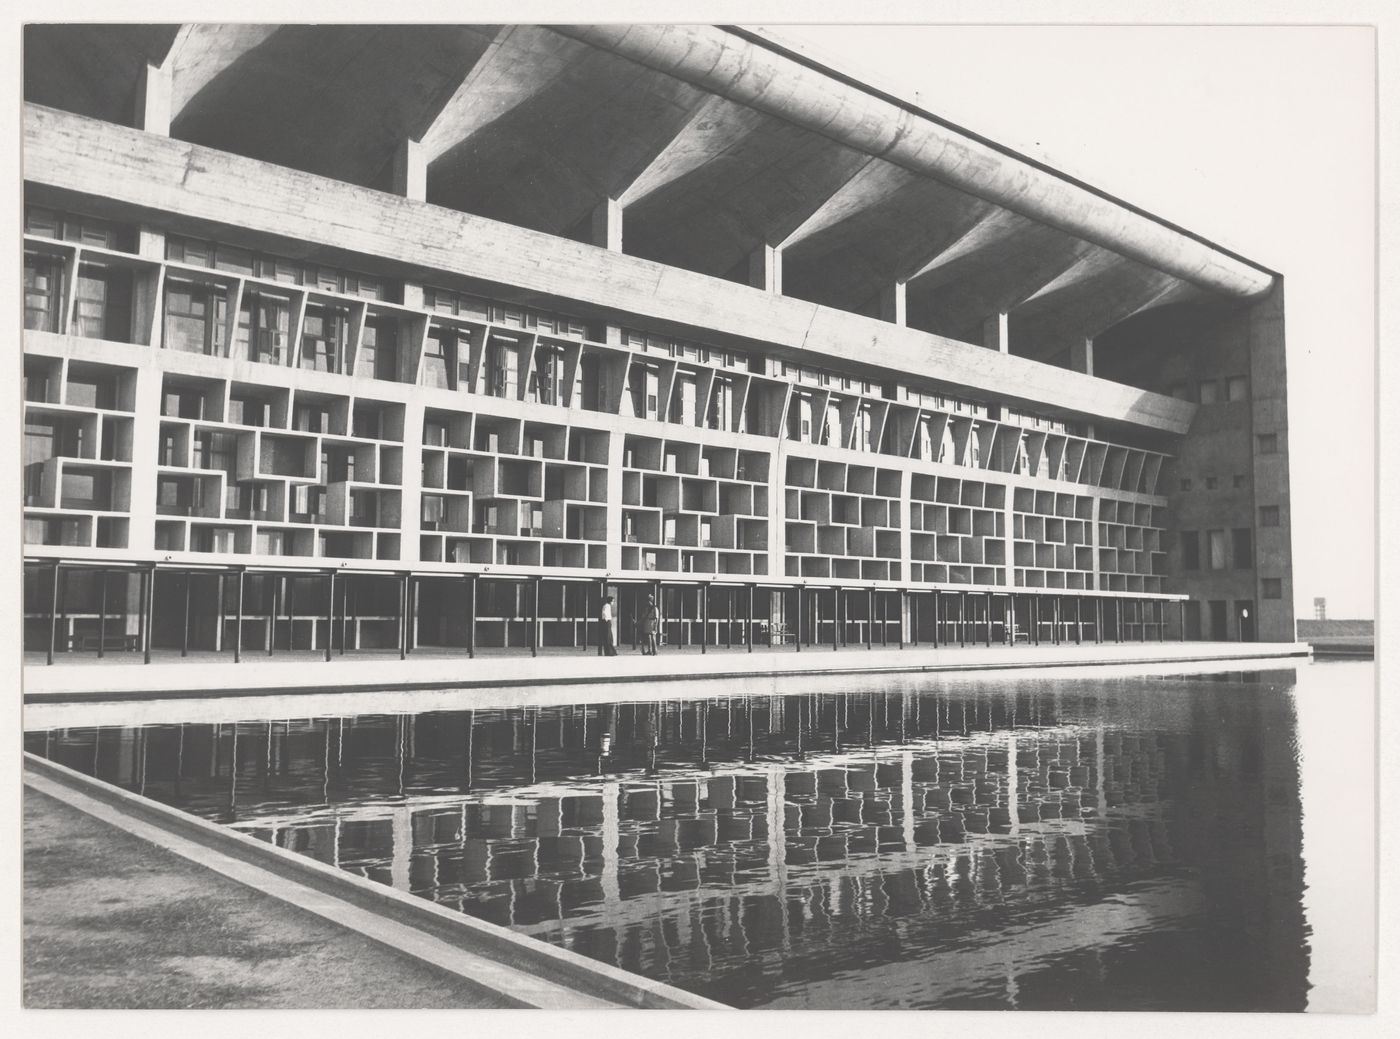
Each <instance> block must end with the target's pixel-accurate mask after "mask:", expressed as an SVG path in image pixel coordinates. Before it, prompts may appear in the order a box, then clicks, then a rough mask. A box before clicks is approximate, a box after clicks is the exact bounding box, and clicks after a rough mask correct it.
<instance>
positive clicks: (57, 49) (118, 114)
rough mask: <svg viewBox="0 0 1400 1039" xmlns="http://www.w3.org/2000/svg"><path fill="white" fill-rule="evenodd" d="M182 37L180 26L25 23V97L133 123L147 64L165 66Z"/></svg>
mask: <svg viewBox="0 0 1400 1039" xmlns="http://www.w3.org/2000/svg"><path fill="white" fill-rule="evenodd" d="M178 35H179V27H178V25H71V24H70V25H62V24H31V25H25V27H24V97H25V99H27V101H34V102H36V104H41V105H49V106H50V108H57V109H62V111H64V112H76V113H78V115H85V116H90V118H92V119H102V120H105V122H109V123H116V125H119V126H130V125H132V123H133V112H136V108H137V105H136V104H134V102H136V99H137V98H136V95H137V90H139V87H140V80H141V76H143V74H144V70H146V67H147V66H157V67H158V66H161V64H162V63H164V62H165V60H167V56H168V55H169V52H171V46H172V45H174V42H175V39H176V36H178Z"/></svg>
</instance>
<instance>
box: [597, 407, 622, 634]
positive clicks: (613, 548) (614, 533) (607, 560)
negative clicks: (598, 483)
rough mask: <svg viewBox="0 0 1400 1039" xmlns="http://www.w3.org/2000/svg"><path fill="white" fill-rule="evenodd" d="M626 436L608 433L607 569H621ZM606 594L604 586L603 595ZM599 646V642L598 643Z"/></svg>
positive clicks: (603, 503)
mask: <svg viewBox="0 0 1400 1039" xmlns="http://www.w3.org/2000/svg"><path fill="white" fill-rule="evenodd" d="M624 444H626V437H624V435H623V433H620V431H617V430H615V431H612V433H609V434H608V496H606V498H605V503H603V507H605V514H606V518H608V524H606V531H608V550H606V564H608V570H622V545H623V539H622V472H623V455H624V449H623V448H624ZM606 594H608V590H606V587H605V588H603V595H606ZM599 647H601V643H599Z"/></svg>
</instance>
+ + +
WHAT THE TASK REQUIRES
Copy every entry above exactly as it stands, but leave the pictures out.

TASK RESPONSE
Each <instance> block must end with the target's pixel-accurate mask after "mask:", expressed as an SVG path in image pixel coordinates. Before it, prompts may appear in the order a box, then clicks, then a rough mask. A box before clicks is approximate, a box after clicks is the exact bounding box, and clicks after a rough mask correct it.
<instance>
positive clicks: (57, 49) (118, 114)
rough mask: <svg viewBox="0 0 1400 1039" xmlns="http://www.w3.org/2000/svg"><path fill="white" fill-rule="evenodd" d="M182 37L180 26L25 23V97L133 123L147 64L165 66Z"/></svg>
mask: <svg viewBox="0 0 1400 1039" xmlns="http://www.w3.org/2000/svg"><path fill="white" fill-rule="evenodd" d="M178 35H179V27H178V25H71V24H70V25H62V24H31V25H25V27H24V97H25V99H27V101H34V102H36V104H41V105H49V106H50V108H57V109H62V111H64V112H76V113H78V115H85V116H90V118H92V119H102V120H105V122H109V123H116V125H119V126H130V125H132V123H133V112H136V108H137V105H136V104H134V102H136V99H137V98H136V95H137V90H139V87H140V80H141V76H143V74H144V70H146V67H147V66H157V67H158V66H161V64H162V63H164V62H165V60H167V56H168V55H169V52H171V46H172V45H174V42H175V39H176V36H178Z"/></svg>
</instance>
<instance>
box: [597, 407, 622, 634]
positive clicks: (613, 548) (614, 533) (607, 560)
negative clicks: (598, 483)
rough mask: <svg viewBox="0 0 1400 1039" xmlns="http://www.w3.org/2000/svg"><path fill="white" fill-rule="evenodd" d="M626 436L608 433L607 569H621ZM606 594L604 586L603 595ZM599 646V642L598 643Z"/></svg>
positive clicks: (603, 503)
mask: <svg viewBox="0 0 1400 1039" xmlns="http://www.w3.org/2000/svg"><path fill="white" fill-rule="evenodd" d="M624 444H626V437H624V435H623V433H620V431H617V430H615V431H612V433H609V434H608V496H606V498H605V503H603V507H605V514H606V518H608V524H606V531H608V550H606V564H608V570H622V545H623V539H622V472H623V455H624V449H623V448H624ZM606 594H608V590H606V587H605V588H603V595H606ZM599 647H601V643H599Z"/></svg>
</instance>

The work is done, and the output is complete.